### DOCUMENT PASSAGE
In Figure 21-1, observe that each line ends with a code, and there’s a legend at the bottom. Six of the
ten participants (#’s 1, 2, 4, 6, 9, and 10, labeled X) died during the course of the follow-up study.
Two participants (#5 and #7, labeled L) were LFU at some point during the study, and two participants
(#3 and #8, labeled E) were still alive at the end of the study. So this study has four participants — the
Ls and the Es — with censored survival times.
So, how do you analyze survival data containing censoring? The following sections explain the correct
ways to proceed as well as mistakes to avoid.
Analyzing censored data properly
Statisticians have developed techniques to utilize the partial information contained in censored
observations. We describe two of the most popular techniques later in this chapter, which are the
life-table method and the Kaplan-Meier (K-M) method. To understand these methods, you need to
first understand two fundamental concepts — hazard and survival:
The hazard rate is the probability of the participant dying in the next small interval of time,
assuming the participant is alive right now.
The survival rate is the probability of the participant living for a certain amount of time after
some starting time point.

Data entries

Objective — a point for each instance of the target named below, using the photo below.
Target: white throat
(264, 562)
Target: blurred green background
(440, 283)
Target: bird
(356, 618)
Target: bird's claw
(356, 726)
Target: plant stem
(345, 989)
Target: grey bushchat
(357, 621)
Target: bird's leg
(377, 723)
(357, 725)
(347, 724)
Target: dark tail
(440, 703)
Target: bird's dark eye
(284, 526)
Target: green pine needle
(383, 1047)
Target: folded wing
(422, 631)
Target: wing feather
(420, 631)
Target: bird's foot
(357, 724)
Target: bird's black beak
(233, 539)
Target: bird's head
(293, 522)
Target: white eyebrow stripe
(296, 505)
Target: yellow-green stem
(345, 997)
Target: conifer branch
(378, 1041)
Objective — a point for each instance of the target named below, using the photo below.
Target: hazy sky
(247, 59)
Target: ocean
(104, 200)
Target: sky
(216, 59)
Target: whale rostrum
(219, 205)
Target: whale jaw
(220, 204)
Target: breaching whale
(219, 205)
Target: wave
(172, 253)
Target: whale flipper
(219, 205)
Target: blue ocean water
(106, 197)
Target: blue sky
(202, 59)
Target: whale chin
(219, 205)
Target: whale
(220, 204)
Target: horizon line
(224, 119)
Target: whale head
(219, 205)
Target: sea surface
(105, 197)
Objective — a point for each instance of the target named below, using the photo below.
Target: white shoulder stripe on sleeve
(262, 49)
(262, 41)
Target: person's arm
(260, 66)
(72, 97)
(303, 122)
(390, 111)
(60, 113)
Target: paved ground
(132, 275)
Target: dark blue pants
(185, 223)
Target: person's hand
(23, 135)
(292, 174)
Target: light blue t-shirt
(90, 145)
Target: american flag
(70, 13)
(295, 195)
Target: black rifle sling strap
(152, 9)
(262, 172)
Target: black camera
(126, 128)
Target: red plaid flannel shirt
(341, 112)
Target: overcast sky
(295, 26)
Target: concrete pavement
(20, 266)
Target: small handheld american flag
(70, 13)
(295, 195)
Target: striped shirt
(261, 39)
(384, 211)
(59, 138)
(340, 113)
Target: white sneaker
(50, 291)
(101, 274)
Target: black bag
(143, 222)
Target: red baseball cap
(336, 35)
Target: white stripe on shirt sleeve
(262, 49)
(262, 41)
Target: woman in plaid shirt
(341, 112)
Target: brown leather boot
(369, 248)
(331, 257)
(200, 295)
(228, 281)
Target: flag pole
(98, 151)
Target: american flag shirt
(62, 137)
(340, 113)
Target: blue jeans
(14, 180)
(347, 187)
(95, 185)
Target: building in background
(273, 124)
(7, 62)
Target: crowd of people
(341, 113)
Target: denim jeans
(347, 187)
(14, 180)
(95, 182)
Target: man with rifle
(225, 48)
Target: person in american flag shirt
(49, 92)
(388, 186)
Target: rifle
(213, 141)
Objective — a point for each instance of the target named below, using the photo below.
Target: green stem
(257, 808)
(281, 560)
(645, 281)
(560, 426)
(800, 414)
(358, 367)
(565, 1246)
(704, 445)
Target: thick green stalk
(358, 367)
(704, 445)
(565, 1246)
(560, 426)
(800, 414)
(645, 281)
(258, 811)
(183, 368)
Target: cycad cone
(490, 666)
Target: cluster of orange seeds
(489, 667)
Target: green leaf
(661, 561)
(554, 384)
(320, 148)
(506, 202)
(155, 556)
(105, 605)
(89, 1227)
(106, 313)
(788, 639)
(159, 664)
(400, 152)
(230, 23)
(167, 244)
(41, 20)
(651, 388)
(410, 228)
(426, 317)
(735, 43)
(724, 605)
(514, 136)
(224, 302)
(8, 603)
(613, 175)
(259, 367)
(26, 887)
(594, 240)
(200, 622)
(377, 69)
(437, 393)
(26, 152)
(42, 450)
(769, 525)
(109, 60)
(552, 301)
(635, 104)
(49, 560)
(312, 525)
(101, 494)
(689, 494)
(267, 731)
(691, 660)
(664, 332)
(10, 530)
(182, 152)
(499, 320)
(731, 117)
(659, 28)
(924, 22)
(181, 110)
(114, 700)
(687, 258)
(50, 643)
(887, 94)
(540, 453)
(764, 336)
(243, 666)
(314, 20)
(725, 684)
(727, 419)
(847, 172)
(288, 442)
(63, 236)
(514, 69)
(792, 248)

--

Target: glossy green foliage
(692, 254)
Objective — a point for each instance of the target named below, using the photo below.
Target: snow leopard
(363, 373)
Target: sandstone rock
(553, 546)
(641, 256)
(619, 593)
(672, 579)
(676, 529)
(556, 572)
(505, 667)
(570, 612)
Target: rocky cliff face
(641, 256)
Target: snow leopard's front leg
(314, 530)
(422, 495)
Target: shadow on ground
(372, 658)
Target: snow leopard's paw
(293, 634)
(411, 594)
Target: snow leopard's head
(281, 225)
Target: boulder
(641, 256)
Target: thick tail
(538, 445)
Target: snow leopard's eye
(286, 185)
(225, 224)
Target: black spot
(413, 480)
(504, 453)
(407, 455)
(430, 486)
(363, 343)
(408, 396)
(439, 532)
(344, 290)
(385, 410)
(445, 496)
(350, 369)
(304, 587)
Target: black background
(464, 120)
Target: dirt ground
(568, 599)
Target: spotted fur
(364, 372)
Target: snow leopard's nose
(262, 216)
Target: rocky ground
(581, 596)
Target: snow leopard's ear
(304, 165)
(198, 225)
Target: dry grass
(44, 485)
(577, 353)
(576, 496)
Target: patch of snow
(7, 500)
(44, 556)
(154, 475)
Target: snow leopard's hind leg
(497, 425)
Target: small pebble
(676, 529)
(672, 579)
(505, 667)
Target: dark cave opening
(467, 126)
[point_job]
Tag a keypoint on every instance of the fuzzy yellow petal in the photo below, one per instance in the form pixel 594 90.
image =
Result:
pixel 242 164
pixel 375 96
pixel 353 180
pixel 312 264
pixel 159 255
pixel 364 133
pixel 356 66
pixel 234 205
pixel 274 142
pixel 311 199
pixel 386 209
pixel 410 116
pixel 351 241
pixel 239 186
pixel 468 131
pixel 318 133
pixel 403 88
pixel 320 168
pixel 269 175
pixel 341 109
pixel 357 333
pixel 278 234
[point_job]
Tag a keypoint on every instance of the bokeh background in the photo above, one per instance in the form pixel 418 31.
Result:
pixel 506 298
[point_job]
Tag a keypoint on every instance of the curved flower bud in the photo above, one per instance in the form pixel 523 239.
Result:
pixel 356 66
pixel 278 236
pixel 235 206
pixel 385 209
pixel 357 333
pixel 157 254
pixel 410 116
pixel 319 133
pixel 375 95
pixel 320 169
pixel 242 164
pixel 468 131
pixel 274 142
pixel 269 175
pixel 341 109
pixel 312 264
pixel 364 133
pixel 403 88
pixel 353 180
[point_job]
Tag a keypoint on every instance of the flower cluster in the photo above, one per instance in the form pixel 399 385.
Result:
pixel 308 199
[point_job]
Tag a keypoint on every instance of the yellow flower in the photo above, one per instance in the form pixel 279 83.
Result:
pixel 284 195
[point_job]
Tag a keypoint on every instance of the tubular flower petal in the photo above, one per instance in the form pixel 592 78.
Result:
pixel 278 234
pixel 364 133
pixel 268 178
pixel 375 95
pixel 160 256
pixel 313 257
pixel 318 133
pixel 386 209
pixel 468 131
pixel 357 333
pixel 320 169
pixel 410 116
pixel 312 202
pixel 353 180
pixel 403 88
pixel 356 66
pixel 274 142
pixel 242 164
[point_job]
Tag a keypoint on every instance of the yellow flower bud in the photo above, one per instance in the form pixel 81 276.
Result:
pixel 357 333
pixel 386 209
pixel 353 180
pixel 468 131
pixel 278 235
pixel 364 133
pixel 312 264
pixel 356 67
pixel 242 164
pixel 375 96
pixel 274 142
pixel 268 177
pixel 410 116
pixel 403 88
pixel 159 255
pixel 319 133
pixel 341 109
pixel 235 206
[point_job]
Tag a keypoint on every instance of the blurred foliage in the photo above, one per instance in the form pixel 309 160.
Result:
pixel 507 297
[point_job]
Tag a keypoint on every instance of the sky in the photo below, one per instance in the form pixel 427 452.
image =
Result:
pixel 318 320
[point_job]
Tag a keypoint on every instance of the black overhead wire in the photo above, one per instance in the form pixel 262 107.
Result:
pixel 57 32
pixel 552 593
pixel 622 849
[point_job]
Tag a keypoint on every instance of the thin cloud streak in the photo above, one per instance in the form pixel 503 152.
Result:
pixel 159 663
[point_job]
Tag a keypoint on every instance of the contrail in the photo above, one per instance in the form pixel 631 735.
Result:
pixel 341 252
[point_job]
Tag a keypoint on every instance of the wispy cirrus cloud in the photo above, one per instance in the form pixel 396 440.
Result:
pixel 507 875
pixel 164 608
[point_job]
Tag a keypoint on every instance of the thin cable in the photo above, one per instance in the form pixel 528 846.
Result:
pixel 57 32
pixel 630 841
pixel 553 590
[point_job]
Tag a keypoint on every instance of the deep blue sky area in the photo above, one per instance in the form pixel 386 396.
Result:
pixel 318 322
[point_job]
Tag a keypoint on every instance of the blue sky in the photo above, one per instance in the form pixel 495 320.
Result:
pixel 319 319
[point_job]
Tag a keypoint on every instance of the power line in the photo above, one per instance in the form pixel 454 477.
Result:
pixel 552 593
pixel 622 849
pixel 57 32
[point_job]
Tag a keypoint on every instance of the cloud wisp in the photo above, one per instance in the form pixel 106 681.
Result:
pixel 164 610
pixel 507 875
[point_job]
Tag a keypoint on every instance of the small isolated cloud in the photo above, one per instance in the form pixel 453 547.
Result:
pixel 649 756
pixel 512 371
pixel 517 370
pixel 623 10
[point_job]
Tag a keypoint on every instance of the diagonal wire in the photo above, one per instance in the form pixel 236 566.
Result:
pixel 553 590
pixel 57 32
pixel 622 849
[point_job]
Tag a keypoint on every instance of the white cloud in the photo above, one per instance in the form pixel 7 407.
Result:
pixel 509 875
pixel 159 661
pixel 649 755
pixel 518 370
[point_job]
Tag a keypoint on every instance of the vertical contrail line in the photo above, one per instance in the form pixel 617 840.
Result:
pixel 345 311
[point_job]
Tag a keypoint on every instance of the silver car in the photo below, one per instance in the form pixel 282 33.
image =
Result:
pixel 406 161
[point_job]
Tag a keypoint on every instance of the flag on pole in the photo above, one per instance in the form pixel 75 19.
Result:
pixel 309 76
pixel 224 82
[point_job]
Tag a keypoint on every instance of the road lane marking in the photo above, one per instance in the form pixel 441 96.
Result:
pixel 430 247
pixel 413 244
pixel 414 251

### WORK REQUEST
Repeat the passage on censored survival data word for word, starting at "Analyzing censored data" and ending at "alive right now.".

### WRITTEN ANSWER
Analyzing censored data properly
Statisticians have developed techniques to utilize the partial information contained in censored
observations. We describe two of the most popular techniques later in this chapter, which are the
life-table method and the Kaplan-Meier (K-M) method. To understand these methods, you need to
first understand two fundamental concepts — hazard and survival:
The hazard rate is the probability of the participant dying in the next small interval of time,
assuming the participant is alive right now.